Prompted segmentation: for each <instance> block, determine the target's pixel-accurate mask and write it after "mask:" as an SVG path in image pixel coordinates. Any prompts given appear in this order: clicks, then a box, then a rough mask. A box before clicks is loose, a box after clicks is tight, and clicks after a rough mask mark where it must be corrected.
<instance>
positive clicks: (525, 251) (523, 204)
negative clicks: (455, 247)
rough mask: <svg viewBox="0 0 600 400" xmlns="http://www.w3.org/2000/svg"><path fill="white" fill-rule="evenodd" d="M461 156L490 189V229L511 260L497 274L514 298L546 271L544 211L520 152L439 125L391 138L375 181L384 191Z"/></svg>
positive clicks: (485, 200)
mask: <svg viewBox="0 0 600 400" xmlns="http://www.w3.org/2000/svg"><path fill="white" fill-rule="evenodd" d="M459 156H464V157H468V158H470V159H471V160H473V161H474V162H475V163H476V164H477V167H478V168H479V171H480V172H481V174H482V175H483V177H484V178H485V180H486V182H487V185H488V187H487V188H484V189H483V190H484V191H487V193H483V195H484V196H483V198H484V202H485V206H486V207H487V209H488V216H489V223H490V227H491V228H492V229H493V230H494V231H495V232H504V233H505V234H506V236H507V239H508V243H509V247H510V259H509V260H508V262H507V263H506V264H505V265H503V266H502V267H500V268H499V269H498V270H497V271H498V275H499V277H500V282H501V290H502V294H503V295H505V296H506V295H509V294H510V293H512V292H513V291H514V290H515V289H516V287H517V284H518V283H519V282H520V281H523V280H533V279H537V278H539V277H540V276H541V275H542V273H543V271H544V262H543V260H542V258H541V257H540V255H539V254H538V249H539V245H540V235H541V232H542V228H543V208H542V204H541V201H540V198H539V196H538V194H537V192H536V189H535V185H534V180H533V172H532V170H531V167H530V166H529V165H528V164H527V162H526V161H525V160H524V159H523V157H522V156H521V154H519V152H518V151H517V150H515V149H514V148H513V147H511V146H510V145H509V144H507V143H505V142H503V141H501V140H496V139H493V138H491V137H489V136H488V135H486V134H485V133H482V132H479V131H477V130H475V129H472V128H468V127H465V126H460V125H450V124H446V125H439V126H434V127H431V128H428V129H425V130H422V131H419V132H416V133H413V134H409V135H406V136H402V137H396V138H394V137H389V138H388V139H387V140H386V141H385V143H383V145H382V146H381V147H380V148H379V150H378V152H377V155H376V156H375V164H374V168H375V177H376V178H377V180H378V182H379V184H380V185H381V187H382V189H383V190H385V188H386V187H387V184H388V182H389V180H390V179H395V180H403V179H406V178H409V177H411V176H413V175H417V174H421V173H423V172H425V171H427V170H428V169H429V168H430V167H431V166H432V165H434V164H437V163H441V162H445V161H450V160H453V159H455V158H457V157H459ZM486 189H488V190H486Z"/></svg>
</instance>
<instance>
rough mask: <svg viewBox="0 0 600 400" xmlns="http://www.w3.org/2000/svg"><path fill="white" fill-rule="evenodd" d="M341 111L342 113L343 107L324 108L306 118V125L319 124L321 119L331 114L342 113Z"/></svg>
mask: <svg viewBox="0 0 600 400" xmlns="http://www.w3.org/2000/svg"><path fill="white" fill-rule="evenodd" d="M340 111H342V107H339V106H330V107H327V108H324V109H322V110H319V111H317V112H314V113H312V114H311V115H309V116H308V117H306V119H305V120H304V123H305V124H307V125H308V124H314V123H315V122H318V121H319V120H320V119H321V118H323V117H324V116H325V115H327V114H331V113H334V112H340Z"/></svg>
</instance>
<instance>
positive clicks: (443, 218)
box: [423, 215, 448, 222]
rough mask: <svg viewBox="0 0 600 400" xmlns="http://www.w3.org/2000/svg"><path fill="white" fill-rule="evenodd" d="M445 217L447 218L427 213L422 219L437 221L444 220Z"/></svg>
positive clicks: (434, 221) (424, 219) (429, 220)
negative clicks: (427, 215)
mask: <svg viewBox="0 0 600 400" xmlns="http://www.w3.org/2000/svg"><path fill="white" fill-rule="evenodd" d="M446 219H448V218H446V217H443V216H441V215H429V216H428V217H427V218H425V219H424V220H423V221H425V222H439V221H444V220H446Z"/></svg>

*PROBLEM DESCRIPTION:*
Restate the records above verbatim, omitting no line.

*ANSWER TO THE PROBLEM:*
Prompted segmentation: for each <instance> block, determine the target's pixel-accurate mask and write it after "mask:" as an SVG path in image pixel coordinates. Any prompts given appear in this order: clicks, then a box, then a rough mask. A box before clicks is loose, a box after clicks is tight, and clicks after a rough mask mark where it must be corrected.
<instance>
positive clicks: (525, 251) (523, 204)
negative clicks: (455, 247)
rough mask: <svg viewBox="0 0 600 400" xmlns="http://www.w3.org/2000/svg"><path fill="white" fill-rule="evenodd" d="M461 156L490 189V229L511 260L497 274L514 298L546 271L544 211L520 152L439 125L391 138L375 181L384 191Z"/></svg>
positive clicks: (485, 200)
mask: <svg viewBox="0 0 600 400" xmlns="http://www.w3.org/2000/svg"><path fill="white" fill-rule="evenodd" d="M459 156H464V157H468V158H470V159H471V160H473V161H474V162H475V163H476V164H477V167H478V168H479V171H480V172H481V174H482V175H483V177H484V178H485V180H486V182H487V185H488V187H487V188H484V189H483V190H484V191H487V193H483V195H484V196H483V198H484V202H485V206H486V207H487V209H488V216H489V223H490V227H491V228H492V229H493V230H494V231H495V232H504V233H505V234H506V236H507V239H508V243H509V247H510V259H509V260H508V262H507V263H506V264H505V265H503V266H502V267H500V268H499V269H498V270H497V271H498V275H499V277H500V282H501V290H502V294H503V295H505V296H506V295H509V294H510V293H512V292H513V291H514V290H515V289H516V287H517V284H518V283H519V282H520V281H523V280H533V279H537V278H539V277H540V276H541V275H542V273H543V271H544V262H543V260H542V258H541V257H540V255H539V254H538V249H539V245H540V235H541V232H542V228H543V208H542V204H541V201H540V198H539V196H538V194H537V192H536V189H535V185H534V180H533V172H532V170H531V167H530V166H529V165H528V164H527V162H526V161H525V160H524V159H523V157H522V156H521V154H519V152H518V151H517V150H515V149H514V148H513V147H511V146H510V145H509V144H507V143H505V142H503V141H501V140H496V139H493V138H491V137H489V136H488V135H486V134H485V133H482V132H479V131H477V130H475V129H472V128H468V127H465V126H460V125H450V124H446V125H439V126H434V127H431V128H428V129H425V130H422V131H419V132H416V133H413V134H409V135H406V136H402V137H396V138H394V137H389V138H388V139H387V140H386V141H385V143H383V145H382V146H381V147H380V148H379V150H378V152H377V155H376V156H375V164H374V168H375V177H376V178H377V180H378V182H379V184H380V185H381V187H382V189H383V190H385V188H386V187H387V184H388V182H389V180H390V179H395V180H403V179H406V178H409V177H411V176H413V175H417V174H421V173H423V172H425V171H427V170H428V169H429V168H430V167H431V166H432V165H434V164H437V163H441V162H445V161H450V160H453V159H455V158H457V157H459ZM486 189H488V190H486Z"/></svg>
</instance>
<instance>
rough mask: <svg viewBox="0 0 600 400" xmlns="http://www.w3.org/2000/svg"><path fill="white" fill-rule="evenodd" d="M341 111L342 113L343 107L324 108L306 118V125L319 124L321 119L331 114L342 113Z"/></svg>
mask: <svg viewBox="0 0 600 400" xmlns="http://www.w3.org/2000/svg"><path fill="white" fill-rule="evenodd" d="M340 111H342V107H339V106H330V107H327V108H324V109H322V110H319V111H317V112H314V113H312V114H311V115H309V116H308V117H306V119H305V120H304V123H305V124H307V125H308V124H314V123H315V122H318V121H319V120H320V119H321V118H323V117H324V116H325V115H327V114H331V113H334V112H340Z"/></svg>
</instance>
<instance>
positive clicks: (443, 218)
box: [423, 215, 448, 222]
rough mask: <svg viewBox="0 0 600 400" xmlns="http://www.w3.org/2000/svg"><path fill="white" fill-rule="evenodd" d="M445 217L447 218L427 213L422 219L437 221L444 220Z"/></svg>
positive clicks: (434, 221) (424, 219) (429, 220)
negative clicks: (427, 215)
mask: <svg viewBox="0 0 600 400" xmlns="http://www.w3.org/2000/svg"><path fill="white" fill-rule="evenodd" d="M446 219H448V218H446V217H443V216H441V215H429V216H428V217H427V218H425V219H424V220H423V221H425V222H439V221H444V220H446Z"/></svg>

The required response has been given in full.